-- Instructions --
**A)** In the Mercurial mailing-list excerpt, which configuration option does the patch mark as deprecated?
**B)** Transcribe part of the Mercurial mailing-list excerpt, beginning at "I think a dedicated" and stopping after "the current one.".

#### Source extract

I think a dedicated revset to find the first generation, for lack of a better word, of predecessors is useful.  I use it all the time to ensure rebase/evolve conflict resolution didn’t drop anything, though it only works if it wasn’t split or folded.

There was a proposal for short handing something like this, so maybe a dedicated predicate won’t be needed in the future.  But it would be nice if the template and revset agreed, and I don’t see an “all” template as being as useful as the current one.

http://mercurial.markmail.org/thread/sjnnwa43s4eksu62
Boris Feld - Jan. 16, 2018, 1:20 p.m.
On Tue, 2018-01-16 at 08:05 -0500, Matt Harbison wrote:
> On Jan 16, 2018, at 5:26 AM, Boris Feld <boris.feld@octobus.net>
> wrote:
> 
> > On Sun, 2018-01-14 at 17:26 +0900, Yuya Nishihara wrote:
> > > On Sun, 14 Jan 2018 00:22:05 -0500, Matt Harbison wrote:
> > > > On Sat, 13 Jan 2018 21:11:45 -0500, Yuya Nishihara <yuya@tcha.o
> > > > rg>
> > > > wrote:
> > > > 
> > > > > On Sat, 13 Jan 2018 02:23:16 -0500, Matt Harbison wrote:
> > > > > > # HG changeset patch
> > > > > > # User Matt Harbison <matt_harbison@yahoo.com>
> > > > > > # Date 1514706889 18000
> > > > > > #      Sun Dec 31 02:54:49 2017 -0500
> > > > > > # Node ID 66976f55793cced57929dedc8993204be340c717
> > > > > > # Parent  868cc63bfe9d7d7f5b40bc8cd70175cf1a608a95
> > > > > > lfs: migrate most file filtering from threshold to custom
> > > > > > filter
> > > > > 
> > > > > Queued, thanks.
> > > > > 
> > > > > > -    threshold = repo.ui.configbytes('lfs', 'threshold')
> > > > > > +    trackspec = repo.ui.config('lfs', 'track')
> > > > > > 
> > > > > > -    repo.svfs.options['lfsthreshold'] = threshold
> > > > > > +    # deprecated config: lfs.threshold
> > > > > > +    threshold = repo.ui.configbytes('lfs', 'threshold')

########
#### Records provided

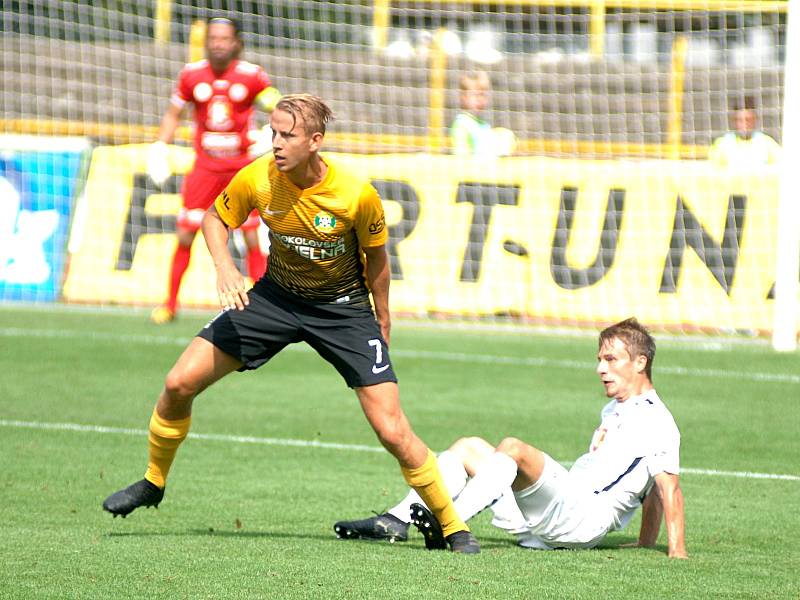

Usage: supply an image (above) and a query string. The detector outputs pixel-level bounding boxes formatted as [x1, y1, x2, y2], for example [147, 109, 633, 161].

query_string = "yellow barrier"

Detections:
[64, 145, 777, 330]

########
#### Records provided

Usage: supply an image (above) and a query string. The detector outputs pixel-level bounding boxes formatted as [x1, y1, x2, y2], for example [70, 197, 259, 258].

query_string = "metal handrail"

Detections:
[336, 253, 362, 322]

########

-- Per-task answers --
**A)** lfs.threshold

**B)**
I think a dedicated revset to find the first generation, for lack of a better word, of predecessors is useful.  I use it all the time to ensure rebase/evolve conflict resolution didn’t drop anything, though it only works if it wasn’t split or folded.

There was a proposal for short handing something like this, so maybe a dedicated predicate won’t be needed in the future.  But it would be nice if the template and revset agreed, and I don’t see an “all” template as being as useful as the current one.